Your task:
Please print out every entry below, verbatim.

Point localization data:
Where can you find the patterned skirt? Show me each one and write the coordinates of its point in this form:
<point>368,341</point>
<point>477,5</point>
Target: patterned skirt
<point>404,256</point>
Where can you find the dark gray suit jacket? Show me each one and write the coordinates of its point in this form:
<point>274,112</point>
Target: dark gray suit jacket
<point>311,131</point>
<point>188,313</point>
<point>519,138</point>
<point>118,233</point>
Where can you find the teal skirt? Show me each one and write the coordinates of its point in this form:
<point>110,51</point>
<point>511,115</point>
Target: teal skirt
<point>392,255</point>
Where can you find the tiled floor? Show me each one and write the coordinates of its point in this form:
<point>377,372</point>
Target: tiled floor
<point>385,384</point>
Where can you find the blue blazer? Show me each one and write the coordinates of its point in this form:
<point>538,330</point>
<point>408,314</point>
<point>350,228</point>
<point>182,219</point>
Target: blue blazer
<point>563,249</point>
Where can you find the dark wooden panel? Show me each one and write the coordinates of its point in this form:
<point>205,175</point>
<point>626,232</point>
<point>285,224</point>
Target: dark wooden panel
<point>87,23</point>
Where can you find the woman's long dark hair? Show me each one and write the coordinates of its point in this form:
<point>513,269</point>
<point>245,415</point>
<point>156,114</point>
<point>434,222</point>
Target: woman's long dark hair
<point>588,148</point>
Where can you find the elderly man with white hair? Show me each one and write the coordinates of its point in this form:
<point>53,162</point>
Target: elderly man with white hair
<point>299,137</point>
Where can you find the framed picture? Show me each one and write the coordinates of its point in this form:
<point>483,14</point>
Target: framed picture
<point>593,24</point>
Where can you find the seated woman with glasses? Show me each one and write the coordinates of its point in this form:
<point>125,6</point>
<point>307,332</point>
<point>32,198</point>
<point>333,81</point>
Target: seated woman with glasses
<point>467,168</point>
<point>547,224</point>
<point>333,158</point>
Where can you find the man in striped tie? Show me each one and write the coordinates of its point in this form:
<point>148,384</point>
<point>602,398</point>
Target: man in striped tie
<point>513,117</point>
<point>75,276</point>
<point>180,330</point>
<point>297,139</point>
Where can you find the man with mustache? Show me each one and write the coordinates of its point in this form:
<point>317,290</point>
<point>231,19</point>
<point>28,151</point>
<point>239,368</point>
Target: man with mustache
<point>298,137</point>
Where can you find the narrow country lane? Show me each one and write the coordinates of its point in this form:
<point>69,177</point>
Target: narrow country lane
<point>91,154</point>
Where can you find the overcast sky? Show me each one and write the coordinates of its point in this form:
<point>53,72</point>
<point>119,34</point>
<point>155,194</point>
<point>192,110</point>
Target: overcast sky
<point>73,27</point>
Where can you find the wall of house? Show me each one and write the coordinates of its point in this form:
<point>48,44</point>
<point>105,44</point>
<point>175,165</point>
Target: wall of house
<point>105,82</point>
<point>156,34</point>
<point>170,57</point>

Written reply:
Where can you find the patterned skirt? Show me each one and write the coordinates of its point in this form:
<point>368,341</point>
<point>477,5</point>
Target: patterned skirt
<point>404,256</point>
Where can you find the dark gray suit jacket? Show me each one and write the coordinates of its point in this form:
<point>274,112</point>
Target: dark gray suit jacket
<point>311,131</point>
<point>188,313</point>
<point>519,138</point>
<point>118,233</point>
Where can you find the teal skirt? Show me each one and write the coordinates of its point in this form:
<point>110,51</point>
<point>511,115</point>
Target: teal skirt
<point>392,255</point>
Where can you find the tiled floor? Show me each one and write the coordinates of its point in this form:
<point>377,372</point>
Target: tiled floor
<point>385,384</point>
Where can you find the blue blazer? Show me each one and write the coordinates of its point in this form:
<point>538,330</point>
<point>408,314</point>
<point>350,228</point>
<point>182,219</point>
Target: blue blazer
<point>563,249</point>
Where can you find the dark wooden panel? Show me each one and write the coordinates of its point in this form:
<point>205,175</point>
<point>626,232</point>
<point>285,224</point>
Target: dark wooden panel
<point>87,23</point>
Where can you find the woman's long dark hair? Show me each one and write the coordinates of its point in this form:
<point>513,269</point>
<point>245,415</point>
<point>156,114</point>
<point>434,222</point>
Target: woman's long dark hair
<point>588,148</point>
Where can you find the elderly man with white hair? Show me each one and write the coordinates of its point in this form:
<point>53,162</point>
Target: elderly man with white hair
<point>299,137</point>
Where can you find the framed picture? Show me each one and write the coordinates of its point in this form:
<point>483,14</point>
Target: framed picture
<point>593,24</point>
Where can you find the seated woman with glasses? Show me each one and write the coordinates of its point in this form:
<point>125,6</point>
<point>307,332</point>
<point>32,198</point>
<point>333,81</point>
Target: seated woman with glasses
<point>467,168</point>
<point>547,224</point>
<point>333,158</point>
Where can you find the man in striped tie? Show me each one and write the coordinates of its point in this form:
<point>148,384</point>
<point>602,398</point>
Target: man in striped tie
<point>513,117</point>
<point>75,276</point>
<point>180,330</point>
<point>297,139</point>
Where can you find the man with mustache? Show me each one and write the coordinates of its point in this form:
<point>317,290</point>
<point>231,19</point>
<point>28,151</point>
<point>239,368</point>
Target: man with mustache
<point>298,137</point>
Where can you find the narrow country lane? Show me each one and write the coordinates of its point in this form:
<point>69,177</point>
Target: narrow country lane
<point>91,154</point>
Where can you find the overcast sky? Show me each one and write the coordinates of its point in this form:
<point>53,72</point>
<point>119,34</point>
<point>155,194</point>
<point>192,110</point>
Target: overcast sky
<point>73,27</point>
Where can you find the wall of house? Show me each one and write the coordinates of its point in this form:
<point>48,44</point>
<point>105,44</point>
<point>175,165</point>
Target: wall of house
<point>105,82</point>
<point>156,34</point>
<point>170,57</point>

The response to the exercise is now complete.